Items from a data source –
******

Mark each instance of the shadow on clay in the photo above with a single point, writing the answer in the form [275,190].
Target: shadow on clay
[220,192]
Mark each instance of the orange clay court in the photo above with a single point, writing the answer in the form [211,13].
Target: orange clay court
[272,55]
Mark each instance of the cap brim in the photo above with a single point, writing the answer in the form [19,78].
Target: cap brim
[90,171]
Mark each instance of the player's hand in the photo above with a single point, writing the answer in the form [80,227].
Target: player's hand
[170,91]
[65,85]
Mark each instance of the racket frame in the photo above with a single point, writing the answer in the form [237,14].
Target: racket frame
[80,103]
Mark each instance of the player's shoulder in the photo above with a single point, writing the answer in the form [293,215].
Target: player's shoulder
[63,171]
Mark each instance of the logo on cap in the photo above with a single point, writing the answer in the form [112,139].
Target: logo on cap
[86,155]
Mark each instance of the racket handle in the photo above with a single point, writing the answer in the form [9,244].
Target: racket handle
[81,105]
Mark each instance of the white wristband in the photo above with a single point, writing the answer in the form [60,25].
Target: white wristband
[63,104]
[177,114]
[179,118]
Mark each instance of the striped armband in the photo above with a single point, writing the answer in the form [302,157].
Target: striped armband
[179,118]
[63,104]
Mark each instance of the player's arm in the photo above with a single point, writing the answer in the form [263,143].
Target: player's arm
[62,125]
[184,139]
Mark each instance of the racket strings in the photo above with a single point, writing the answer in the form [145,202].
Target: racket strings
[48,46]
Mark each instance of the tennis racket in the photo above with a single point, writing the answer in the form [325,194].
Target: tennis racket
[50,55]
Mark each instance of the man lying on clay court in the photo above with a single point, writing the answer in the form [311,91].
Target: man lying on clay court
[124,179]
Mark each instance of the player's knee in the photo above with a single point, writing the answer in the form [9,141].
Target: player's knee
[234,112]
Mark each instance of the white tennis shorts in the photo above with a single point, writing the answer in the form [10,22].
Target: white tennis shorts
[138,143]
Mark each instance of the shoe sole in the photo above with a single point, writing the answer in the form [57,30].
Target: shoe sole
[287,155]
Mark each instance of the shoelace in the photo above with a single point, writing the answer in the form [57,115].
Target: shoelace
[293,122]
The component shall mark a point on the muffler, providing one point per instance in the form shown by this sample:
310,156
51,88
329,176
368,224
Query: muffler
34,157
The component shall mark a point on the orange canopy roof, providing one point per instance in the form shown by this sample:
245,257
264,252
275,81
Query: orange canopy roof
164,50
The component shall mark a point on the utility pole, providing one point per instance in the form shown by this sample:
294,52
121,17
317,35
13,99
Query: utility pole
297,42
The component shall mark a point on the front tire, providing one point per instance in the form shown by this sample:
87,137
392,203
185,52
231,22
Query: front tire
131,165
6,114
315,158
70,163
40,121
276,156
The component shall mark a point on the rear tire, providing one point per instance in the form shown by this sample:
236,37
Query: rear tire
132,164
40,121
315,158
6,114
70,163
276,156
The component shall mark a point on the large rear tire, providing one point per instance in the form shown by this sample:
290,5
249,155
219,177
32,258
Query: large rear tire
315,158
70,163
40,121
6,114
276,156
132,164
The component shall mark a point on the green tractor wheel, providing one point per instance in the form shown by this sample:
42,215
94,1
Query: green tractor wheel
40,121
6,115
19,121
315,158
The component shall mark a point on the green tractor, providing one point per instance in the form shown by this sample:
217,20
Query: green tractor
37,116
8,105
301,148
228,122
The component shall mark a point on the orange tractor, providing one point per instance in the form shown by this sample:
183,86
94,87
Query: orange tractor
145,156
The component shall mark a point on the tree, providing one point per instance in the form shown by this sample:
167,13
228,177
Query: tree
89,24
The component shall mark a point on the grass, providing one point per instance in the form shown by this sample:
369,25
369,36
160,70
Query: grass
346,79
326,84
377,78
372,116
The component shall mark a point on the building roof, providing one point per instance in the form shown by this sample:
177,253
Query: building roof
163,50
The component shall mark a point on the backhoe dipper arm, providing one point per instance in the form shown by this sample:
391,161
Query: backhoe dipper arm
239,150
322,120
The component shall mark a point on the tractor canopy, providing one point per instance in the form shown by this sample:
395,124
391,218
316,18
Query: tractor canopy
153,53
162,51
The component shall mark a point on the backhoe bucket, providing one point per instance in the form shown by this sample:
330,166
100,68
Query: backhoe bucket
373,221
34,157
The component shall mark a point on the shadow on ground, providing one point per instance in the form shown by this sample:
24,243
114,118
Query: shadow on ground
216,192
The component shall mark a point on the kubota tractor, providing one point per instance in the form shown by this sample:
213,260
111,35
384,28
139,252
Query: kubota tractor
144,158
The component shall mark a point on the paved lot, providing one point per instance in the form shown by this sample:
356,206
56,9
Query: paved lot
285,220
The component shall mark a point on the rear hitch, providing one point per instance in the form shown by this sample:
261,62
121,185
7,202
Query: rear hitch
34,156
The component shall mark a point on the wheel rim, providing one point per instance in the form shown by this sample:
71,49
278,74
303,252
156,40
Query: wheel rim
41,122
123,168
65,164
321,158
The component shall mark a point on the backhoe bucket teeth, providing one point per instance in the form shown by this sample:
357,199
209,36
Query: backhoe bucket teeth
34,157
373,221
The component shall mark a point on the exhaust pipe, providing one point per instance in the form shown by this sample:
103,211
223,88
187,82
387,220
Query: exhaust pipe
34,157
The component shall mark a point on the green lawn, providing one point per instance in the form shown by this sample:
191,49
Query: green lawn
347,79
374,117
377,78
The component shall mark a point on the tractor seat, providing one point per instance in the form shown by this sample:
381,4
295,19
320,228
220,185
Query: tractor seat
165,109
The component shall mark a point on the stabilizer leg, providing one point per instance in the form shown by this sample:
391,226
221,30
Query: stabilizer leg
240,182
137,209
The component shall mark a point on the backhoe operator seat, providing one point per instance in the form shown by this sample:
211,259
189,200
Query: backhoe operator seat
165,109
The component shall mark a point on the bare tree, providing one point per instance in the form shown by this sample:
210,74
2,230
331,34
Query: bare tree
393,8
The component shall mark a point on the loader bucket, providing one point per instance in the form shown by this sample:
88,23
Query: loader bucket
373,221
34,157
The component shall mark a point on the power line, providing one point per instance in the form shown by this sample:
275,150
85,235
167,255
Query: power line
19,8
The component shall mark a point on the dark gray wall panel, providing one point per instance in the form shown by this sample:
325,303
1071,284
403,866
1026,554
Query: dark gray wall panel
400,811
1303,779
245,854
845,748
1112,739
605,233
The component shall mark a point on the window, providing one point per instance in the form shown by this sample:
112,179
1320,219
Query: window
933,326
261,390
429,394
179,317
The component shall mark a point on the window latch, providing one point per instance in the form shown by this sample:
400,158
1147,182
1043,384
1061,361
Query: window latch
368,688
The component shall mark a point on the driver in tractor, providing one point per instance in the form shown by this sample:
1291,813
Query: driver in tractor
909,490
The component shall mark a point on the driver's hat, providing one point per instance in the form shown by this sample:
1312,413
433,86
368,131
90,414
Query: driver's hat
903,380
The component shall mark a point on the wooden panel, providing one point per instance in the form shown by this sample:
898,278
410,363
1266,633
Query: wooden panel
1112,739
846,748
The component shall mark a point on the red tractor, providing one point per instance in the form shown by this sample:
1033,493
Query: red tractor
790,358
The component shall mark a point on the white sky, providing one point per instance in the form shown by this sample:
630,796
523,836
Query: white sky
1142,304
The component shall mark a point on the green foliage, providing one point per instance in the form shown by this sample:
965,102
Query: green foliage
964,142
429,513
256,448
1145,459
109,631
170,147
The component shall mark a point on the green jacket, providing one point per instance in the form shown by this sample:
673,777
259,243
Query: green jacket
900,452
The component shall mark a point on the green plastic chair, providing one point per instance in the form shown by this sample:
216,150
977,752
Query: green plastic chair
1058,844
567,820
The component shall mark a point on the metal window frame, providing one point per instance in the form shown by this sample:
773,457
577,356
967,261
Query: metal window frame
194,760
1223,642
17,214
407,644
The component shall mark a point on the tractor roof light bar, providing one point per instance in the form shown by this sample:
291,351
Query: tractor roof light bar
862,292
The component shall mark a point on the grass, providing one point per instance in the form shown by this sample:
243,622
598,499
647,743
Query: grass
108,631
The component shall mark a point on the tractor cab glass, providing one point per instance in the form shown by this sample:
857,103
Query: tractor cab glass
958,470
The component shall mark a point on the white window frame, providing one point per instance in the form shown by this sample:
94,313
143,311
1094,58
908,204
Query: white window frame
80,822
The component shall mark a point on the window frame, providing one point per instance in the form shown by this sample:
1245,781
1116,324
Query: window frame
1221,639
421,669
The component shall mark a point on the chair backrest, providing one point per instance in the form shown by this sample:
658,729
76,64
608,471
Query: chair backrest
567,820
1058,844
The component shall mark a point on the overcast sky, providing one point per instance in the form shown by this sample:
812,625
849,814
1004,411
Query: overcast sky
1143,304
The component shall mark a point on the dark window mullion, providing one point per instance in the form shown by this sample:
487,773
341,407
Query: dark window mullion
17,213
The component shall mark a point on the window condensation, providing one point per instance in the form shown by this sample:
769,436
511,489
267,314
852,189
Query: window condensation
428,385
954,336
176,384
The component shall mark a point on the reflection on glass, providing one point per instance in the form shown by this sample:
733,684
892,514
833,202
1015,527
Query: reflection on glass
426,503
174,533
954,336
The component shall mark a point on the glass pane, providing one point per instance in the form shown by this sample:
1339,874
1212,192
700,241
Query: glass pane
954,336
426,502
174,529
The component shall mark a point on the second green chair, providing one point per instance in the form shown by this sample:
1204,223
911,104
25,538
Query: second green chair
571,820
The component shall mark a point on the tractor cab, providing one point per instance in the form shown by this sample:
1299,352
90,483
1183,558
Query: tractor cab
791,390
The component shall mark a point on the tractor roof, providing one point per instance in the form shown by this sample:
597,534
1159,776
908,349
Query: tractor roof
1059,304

******

EXERCISE REQUIREMENTS –
Exact copies of the lines from the start of the data up to the line holding "Mark each instance of the orange", both included, are all that is needed.

REPLY –
Mark each instance of the shadow on clay in the photo above with a single point, writing the answer in the form [275,190].
Target: shadow on clay
[220,192]
Mark each instance of the orange clay court in the photo above with a single point, writing the answer in the form [211,13].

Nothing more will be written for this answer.